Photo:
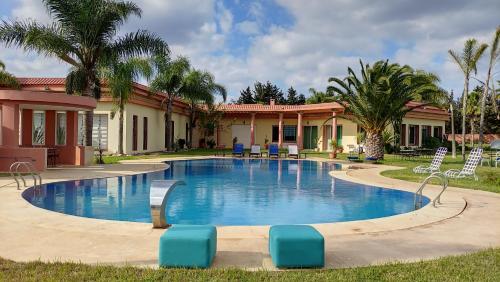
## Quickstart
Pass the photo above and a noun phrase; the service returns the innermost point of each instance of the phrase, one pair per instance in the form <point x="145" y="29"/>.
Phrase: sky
<point x="292" y="42"/>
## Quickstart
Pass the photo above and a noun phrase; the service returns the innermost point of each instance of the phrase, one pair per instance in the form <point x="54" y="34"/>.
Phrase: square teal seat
<point x="296" y="246"/>
<point x="190" y="246"/>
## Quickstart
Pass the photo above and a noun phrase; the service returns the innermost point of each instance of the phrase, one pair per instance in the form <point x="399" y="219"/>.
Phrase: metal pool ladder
<point x="158" y="195"/>
<point x="418" y="201"/>
<point x="28" y="166"/>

* * *

== Exercise details ==
Can you reproduce all of the items above verbatim, leaving out the pictures?

== Result of the task ==
Photo:
## Quickstart
Pass the photo above and a noun phrase; the service returns the innermost point of each instance of the phrase, one pair per instance in the form <point x="145" y="29"/>.
Phrase: sky
<point x="292" y="42"/>
## Quickstart
Pass the photo above and a noun phrase; the service returns the innermost point of each instance of the phrase, one pair per instance in the form <point x="54" y="34"/>.
Phrase: square teal seat
<point x="296" y="246"/>
<point x="190" y="246"/>
## Quickstart
Pass the photo above and a noun phrase; the service returns the innermost point of each instance of the phrase, one pair per instance in the form <point x="399" y="219"/>.
Phrase: metal pool ladder
<point x="158" y="195"/>
<point x="418" y="201"/>
<point x="28" y="166"/>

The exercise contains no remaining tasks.